▼

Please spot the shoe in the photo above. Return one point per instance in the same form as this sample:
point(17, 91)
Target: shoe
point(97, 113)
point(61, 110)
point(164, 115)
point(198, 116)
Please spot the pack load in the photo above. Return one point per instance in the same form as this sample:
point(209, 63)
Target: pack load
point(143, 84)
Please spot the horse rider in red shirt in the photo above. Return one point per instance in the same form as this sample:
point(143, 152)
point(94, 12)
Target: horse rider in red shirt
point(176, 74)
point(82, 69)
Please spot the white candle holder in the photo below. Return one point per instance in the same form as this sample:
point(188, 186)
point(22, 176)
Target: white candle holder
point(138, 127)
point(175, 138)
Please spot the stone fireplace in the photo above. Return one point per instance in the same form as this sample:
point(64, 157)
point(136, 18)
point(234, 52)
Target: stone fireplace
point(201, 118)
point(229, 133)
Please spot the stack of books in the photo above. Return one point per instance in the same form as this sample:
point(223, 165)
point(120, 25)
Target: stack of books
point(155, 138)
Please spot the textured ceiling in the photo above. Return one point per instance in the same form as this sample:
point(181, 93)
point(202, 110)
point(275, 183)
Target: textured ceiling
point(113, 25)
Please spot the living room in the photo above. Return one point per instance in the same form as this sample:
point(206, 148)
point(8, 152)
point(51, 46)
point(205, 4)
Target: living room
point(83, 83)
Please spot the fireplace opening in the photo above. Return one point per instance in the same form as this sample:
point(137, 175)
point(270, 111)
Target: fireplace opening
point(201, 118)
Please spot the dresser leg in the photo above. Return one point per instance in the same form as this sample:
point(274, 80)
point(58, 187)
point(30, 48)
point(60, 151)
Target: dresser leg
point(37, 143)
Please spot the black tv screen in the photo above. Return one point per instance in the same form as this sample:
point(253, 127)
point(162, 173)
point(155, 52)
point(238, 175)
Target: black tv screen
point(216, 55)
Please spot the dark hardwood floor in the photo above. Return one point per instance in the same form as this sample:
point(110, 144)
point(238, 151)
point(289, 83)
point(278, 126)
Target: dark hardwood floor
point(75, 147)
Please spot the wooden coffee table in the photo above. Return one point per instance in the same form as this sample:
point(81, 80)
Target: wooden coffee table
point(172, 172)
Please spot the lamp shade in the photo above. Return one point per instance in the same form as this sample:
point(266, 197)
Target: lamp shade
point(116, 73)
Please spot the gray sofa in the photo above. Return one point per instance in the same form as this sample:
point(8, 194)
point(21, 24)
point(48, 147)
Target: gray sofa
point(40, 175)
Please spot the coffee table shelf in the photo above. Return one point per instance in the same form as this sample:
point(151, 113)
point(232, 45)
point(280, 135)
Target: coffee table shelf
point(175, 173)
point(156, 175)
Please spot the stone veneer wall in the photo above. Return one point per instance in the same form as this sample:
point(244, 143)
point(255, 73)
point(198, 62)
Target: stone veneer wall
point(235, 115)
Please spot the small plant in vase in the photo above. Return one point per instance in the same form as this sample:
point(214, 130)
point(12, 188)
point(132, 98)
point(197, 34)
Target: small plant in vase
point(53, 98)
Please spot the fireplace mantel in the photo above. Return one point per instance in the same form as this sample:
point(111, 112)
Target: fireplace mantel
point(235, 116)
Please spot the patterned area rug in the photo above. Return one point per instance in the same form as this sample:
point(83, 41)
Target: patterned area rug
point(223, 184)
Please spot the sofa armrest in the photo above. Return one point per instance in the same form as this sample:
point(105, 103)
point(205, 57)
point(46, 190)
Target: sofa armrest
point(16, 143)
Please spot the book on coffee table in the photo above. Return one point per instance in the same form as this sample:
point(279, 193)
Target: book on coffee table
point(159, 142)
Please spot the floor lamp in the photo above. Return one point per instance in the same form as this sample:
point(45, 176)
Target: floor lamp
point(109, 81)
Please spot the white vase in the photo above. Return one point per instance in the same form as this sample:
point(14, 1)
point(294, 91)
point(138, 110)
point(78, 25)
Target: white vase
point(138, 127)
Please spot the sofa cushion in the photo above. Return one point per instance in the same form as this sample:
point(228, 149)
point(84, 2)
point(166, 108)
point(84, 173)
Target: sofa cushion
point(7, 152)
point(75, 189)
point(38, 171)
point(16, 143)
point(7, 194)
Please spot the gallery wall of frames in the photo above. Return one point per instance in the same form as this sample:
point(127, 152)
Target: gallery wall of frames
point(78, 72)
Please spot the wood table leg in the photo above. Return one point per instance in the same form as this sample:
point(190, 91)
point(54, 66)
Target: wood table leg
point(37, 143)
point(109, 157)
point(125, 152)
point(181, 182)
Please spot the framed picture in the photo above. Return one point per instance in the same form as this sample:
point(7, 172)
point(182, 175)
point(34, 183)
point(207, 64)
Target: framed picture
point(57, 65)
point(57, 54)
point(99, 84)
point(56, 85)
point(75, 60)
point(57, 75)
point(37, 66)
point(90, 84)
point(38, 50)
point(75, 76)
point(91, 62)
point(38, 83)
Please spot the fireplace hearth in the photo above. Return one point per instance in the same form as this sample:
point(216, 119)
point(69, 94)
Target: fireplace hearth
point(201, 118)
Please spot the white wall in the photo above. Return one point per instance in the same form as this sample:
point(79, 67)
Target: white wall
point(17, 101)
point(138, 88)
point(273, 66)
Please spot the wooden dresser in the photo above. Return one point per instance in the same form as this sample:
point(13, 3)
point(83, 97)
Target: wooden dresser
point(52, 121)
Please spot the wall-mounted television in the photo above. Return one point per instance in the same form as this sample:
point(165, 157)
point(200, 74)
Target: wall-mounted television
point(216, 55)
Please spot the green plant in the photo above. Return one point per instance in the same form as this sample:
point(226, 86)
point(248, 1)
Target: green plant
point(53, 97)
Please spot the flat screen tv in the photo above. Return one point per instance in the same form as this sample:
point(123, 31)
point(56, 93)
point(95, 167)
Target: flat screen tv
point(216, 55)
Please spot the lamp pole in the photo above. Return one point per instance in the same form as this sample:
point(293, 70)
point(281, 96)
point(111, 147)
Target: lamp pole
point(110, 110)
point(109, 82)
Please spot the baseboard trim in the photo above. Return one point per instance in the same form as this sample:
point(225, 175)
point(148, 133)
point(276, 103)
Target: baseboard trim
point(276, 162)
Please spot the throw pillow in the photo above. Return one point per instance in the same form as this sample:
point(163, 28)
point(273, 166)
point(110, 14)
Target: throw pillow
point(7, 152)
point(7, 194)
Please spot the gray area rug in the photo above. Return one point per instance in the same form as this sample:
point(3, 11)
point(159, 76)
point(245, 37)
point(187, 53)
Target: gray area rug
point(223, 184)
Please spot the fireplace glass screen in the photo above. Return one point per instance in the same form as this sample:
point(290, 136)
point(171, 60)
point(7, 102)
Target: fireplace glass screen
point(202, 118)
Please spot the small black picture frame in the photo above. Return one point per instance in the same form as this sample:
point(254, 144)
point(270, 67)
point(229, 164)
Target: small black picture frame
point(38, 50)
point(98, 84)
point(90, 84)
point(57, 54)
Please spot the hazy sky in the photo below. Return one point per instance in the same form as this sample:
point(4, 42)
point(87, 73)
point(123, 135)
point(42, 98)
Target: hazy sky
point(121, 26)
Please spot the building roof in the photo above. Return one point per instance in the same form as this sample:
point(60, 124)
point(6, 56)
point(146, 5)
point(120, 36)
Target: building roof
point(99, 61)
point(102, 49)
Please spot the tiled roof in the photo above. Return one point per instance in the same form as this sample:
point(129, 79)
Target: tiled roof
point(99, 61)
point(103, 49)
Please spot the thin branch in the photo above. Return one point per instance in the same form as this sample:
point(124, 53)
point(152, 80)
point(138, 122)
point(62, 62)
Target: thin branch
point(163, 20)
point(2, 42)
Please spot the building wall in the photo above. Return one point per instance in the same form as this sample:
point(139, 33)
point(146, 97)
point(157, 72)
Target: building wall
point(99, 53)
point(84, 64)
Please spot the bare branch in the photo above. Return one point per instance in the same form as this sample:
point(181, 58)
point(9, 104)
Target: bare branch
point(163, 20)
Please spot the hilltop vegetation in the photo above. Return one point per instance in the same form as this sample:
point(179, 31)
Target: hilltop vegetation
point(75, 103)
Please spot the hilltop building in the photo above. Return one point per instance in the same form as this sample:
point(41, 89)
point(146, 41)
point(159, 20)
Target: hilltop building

▲

**Directions**.
Find "Please spot the fireplace glass" in the data above, then repeat that line and all lines after it exactly, ending with the final line.

**Full solution**.
Please spot the fireplace glass screen in the photo above. Return one point per instance in the same form as this sample:
point(290, 136)
point(171, 60)
point(7, 102)
Target: fireplace glass screen
point(202, 118)
Please spot the small black picture frame in the photo above. Return one point per instance in the same form as this sample:
point(254, 144)
point(270, 67)
point(229, 164)
Target: small black picture frame
point(38, 50)
point(98, 84)
point(90, 84)
point(57, 54)
Please spot the hazy sky in the photo below. Return one point per instance in the same form as this sample:
point(4, 42)
point(87, 73)
point(123, 135)
point(42, 98)
Target: hazy sky
point(121, 26)
Please spot the building roof in the photo above. Return one point per instance in the same form as this sample:
point(60, 124)
point(6, 56)
point(146, 5)
point(120, 36)
Target: building roof
point(99, 61)
point(102, 49)
Please spot the tiled roof in the photo above. Return one point per instance in the same form as this sample:
point(129, 79)
Target: tiled roof
point(99, 61)
point(103, 49)
Please spot the thin branch in the photo above. Return one point per instance in the same form as this sample:
point(124, 53)
point(152, 80)
point(138, 122)
point(62, 62)
Target: thin branch
point(163, 20)
point(2, 42)
Please spot the building wall in the photo above. Return one point per instance in the same form as this sample:
point(139, 33)
point(146, 97)
point(157, 72)
Target: building wall
point(99, 53)
point(84, 64)
Please spot the bare branch in the photo above. Return one point per instance in the same form as this sample:
point(181, 58)
point(9, 104)
Target: bare branch
point(163, 20)
Please spot the hilltop vegetation in the photo above. Return one point per instance in the same form as this sample:
point(179, 31)
Target: hilltop vegetation
point(75, 103)
Please spot the hilltop building in the photo above. Return one point per instance in the same form as this sample:
point(41, 89)
point(146, 41)
point(159, 20)
Target: hilltop building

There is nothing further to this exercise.